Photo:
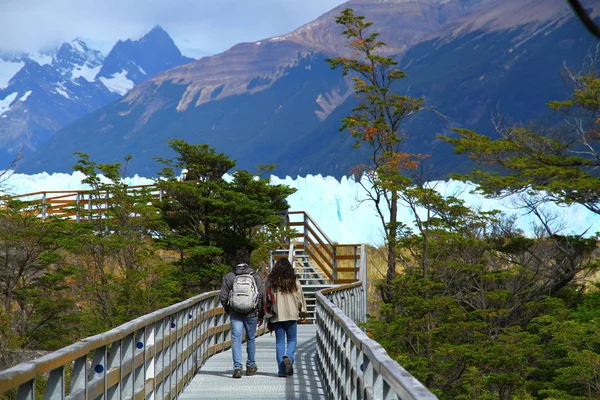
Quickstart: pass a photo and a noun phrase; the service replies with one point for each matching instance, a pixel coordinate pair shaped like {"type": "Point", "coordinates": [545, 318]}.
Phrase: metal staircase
{"type": "Point", "coordinates": [318, 262]}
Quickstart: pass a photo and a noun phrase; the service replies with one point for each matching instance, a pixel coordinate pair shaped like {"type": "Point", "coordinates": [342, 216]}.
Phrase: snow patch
{"type": "Point", "coordinates": [41, 58]}
{"type": "Point", "coordinates": [25, 96]}
{"type": "Point", "coordinates": [337, 206]}
{"type": "Point", "coordinates": [118, 83]}
{"type": "Point", "coordinates": [86, 72]}
{"type": "Point", "coordinates": [62, 92]}
{"type": "Point", "coordinates": [8, 69]}
{"type": "Point", "coordinates": [6, 103]}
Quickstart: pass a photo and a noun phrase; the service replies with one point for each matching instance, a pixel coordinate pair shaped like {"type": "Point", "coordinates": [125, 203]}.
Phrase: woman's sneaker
{"type": "Point", "coordinates": [289, 369]}
{"type": "Point", "coordinates": [251, 370]}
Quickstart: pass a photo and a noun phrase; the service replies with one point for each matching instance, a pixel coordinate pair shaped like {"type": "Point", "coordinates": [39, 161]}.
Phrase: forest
{"type": "Point", "coordinates": [469, 305]}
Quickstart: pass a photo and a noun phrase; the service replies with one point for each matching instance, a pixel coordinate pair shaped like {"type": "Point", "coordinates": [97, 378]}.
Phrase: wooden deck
{"type": "Point", "coordinates": [214, 380]}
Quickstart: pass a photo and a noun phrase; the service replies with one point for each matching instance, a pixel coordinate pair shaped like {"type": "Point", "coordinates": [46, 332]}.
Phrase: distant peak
{"type": "Point", "coordinates": [155, 33]}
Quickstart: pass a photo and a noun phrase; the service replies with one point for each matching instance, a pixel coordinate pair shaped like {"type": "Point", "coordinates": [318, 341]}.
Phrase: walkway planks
{"type": "Point", "coordinates": [214, 380]}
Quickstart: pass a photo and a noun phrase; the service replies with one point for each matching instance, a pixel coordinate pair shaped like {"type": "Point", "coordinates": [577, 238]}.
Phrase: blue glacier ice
{"type": "Point", "coordinates": [339, 206]}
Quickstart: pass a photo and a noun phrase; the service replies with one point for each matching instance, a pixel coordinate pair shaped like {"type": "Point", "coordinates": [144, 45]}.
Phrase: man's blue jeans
{"type": "Point", "coordinates": [285, 329]}
{"type": "Point", "coordinates": [239, 323]}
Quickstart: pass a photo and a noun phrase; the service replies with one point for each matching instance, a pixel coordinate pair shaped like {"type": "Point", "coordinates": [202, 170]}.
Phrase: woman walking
{"type": "Point", "coordinates": [284, 305]}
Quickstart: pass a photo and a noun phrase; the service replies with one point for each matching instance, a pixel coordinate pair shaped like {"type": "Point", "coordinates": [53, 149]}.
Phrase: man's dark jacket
{"type": "Point", "coordinates": [227, 285]}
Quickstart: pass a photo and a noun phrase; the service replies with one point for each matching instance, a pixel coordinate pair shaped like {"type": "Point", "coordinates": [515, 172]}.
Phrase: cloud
{"type": "Point", "coordinates": [198, 26]}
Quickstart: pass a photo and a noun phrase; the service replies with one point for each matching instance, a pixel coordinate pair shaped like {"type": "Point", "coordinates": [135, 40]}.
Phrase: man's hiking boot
{"type": "Point", "coordinates": [289, 369]}
{"type": "Point", "coordinates": [251, 370]}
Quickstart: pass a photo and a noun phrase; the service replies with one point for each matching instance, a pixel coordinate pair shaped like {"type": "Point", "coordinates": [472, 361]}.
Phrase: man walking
{"type": "Point", "coordinates": [242, 297]}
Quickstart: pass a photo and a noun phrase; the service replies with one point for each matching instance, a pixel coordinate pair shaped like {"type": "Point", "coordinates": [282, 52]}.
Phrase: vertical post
{"type": "Point", "coordinates": [334, 263]}
{"type": "Point", "coordinates": [364, 278]}
{"type": "Point", "coordinates": [55, 388]}
{"type": "Point", "coordinates": [356, 265]}
{"type": "Point", "coordinates": [79, 377]}
{"type": "Point", "coordinates": [77, 207]}
{"type": "Point", "coordinates": [26, 391]}
{"type": "Point", "coordinates": [90, 207]}
{"type": "Point", "coordinates": [44, 206]}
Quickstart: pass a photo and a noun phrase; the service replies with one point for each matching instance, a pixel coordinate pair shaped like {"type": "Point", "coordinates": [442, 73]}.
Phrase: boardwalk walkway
{"type": "Point", "coordinates": [214, 381]}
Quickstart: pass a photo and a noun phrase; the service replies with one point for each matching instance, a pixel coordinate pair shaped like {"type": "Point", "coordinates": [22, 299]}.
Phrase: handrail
{"type": "Point", "coordinates": [155, 355]}
{"type": "Point", "coordinates": [326, 254]}
{"type": "Point", "coordinates": [355, 366]}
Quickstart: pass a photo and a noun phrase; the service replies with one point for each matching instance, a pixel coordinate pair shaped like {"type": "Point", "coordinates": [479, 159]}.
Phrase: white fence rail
{"type": "Point", "coordinates": [151, 357]}
{"type": "Point", "coordinates": [353, 365]}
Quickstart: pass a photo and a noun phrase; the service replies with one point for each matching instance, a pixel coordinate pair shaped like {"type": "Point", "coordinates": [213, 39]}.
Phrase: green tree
{"type": "Point", "coordinates": [376, 122]}
{"type": "Point", "coordinates": [211, 218]}
{"type": "Point", "coordinates": [36, 297]}
{"type": "Point", "coordinates": [561, 162]}
{"type": "Point", "coordinates": [121, 275]}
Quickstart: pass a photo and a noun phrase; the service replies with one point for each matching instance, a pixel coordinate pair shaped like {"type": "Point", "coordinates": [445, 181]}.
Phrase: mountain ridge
{"type": "Point", "coordinates": [277, 101]}
{"type": "Point", "coordinates": [40, 94]}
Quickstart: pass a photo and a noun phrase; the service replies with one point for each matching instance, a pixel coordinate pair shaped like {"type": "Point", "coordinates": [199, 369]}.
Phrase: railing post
{"type": "Point", "coordinates": [334, 263]}
{"type": "Point", "coordinates": [44, 206]}
{"type": "Point", "coordinates": [77, 207]}
{"type": "Point", "coordinates": [26, 391]}
{"type": "Point", "coordinates": [55, 388]}
{"type": "Point", "coordinates": [355, 251]}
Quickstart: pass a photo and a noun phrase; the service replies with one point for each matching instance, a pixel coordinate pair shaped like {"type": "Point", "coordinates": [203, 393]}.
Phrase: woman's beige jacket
{"type": "Point", "coordinates": [288, 306]}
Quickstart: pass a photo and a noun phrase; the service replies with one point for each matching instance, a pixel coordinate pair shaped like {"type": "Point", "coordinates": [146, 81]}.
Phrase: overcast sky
{"type": "Point", "coordinates": [199, 27]}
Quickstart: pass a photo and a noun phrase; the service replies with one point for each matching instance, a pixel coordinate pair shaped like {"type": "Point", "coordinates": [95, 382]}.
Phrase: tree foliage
{"type": "Point", "coordinates": [210, 219]}
{"type": "Point", "coordinates": [561, 162]}
{"type": "Point", "coordinates": [376, 122]}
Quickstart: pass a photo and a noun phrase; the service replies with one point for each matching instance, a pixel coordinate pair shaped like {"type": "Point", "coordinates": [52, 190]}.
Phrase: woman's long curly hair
{"type": "Point", "coordinates": [282, 276]}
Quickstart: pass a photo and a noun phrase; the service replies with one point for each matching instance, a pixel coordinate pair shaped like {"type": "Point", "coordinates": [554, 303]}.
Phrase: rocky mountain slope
{"type": "Point", "coordinates": [40, 94]}
{"type": "Point", "coordinates": [277, 101]}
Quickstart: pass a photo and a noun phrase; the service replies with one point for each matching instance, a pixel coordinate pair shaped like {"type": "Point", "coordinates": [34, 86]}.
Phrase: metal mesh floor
{"type": "Point", "coordinates": [214, 380]}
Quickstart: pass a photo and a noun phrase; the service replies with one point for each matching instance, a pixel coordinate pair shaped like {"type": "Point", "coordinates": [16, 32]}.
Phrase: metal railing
{"type": "Point", "coordinates": [80, 205]}
{"type": "Point", "coordinates": [339, 262]}
{"type": "Point", "coordinates": [353, 365]}
{"type": "Point", "coordinates": [151, 357]}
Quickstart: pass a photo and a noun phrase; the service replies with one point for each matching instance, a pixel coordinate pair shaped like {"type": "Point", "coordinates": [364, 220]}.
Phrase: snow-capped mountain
{"type": "Point", "coordinates": [132, 62]}
{"type": "Point", "coordinates": [41, 93]}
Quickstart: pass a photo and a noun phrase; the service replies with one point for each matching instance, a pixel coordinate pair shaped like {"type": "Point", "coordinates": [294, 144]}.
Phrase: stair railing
{"type": "Point", "coordinates": [154, 356]}
{"type": "Point", "coordinates": [355, 366]}
{"type": "Point", "coordinates": [339, 262]}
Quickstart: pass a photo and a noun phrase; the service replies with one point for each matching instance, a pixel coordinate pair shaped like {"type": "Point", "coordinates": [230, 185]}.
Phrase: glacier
{"type": "Point", "coordinates": [339, 206]}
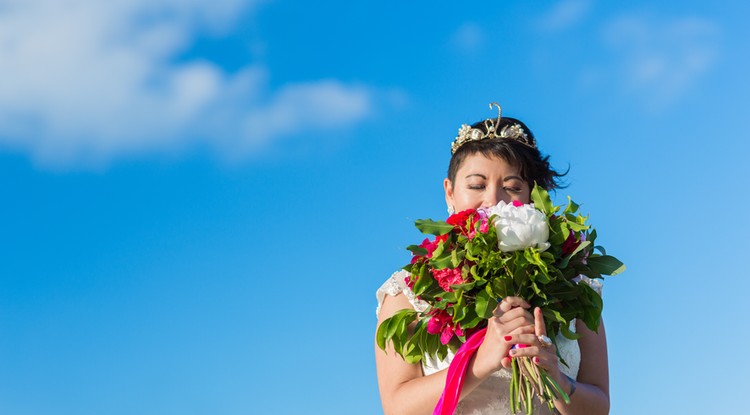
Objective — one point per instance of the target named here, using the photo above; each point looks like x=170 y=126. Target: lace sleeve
x=395 y=285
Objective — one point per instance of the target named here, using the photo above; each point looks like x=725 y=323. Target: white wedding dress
x=491 y=397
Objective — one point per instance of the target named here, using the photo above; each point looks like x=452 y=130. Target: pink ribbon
x=456 y=374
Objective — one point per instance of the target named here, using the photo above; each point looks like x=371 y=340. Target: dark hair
x=532 y=166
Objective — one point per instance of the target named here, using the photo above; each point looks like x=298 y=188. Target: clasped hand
x=512 y=324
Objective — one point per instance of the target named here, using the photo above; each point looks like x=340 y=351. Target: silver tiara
x=511 y=132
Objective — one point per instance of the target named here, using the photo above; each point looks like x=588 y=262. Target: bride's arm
x=404 y=390
x=592 y=386
x=403 y=387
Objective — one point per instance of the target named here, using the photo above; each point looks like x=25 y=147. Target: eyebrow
x=505 y=179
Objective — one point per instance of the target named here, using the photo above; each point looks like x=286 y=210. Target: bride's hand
x=510 y=318
x=543 y=354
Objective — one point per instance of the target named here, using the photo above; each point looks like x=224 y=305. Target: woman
x=494 y=160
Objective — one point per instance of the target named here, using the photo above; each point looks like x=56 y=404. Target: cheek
x=467 y=200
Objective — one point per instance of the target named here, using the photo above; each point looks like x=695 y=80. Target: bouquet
x=535 y=251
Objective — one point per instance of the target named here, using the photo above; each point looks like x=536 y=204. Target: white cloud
x=468 y=38
x=662 y=58
x=565 y=14
x=88 y=81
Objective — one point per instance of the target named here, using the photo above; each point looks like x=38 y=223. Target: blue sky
x=199 y=199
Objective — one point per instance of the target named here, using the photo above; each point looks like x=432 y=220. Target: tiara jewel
x=512 y=132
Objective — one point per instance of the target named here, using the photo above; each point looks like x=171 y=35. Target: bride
x=502 y=163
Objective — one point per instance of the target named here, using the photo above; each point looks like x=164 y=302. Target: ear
x=448 y=187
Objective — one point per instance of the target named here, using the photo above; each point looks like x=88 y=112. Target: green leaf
x=541 y=200
x=485 y=304
x=432 y=227
x=417 y=250
x=606 y=264
x=577 y=226
x=572 y=206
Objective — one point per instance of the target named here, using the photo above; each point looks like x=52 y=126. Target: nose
x=493 y=196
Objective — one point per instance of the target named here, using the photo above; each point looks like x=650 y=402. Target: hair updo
x=532 y=167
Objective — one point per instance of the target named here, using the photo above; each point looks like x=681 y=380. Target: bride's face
x=483 y=182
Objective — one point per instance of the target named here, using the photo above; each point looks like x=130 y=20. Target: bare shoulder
x=594 y=368
x=391 y=305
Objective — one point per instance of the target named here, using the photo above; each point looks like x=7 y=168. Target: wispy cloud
x=88 y=81
x=661 y=57
x=564 y=14
x=468 y=38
------------------------------------------------
## The problem:
The line containing "Target: bride's face" opens the range, and the last line of the entries closes it; copy that range exactly.

## Output of the task:
Objective — one point per instance of the target named here, using the photo above; each point looks like x=681 y=380. Target: bride's face
x=483 y=182
Objective — one point per instance of the target named here, using the photo above; each point looks like x=130 y=20. Target: bare shoulder
x=594 y=368
x=391 y=305
Objective — one point per instance of the target named here, using the photo above; each point looks like x=7 y=168. Target: wispy cloud
x=88 y=81
x=661 y=57
x=564 y=14
x=468 y=38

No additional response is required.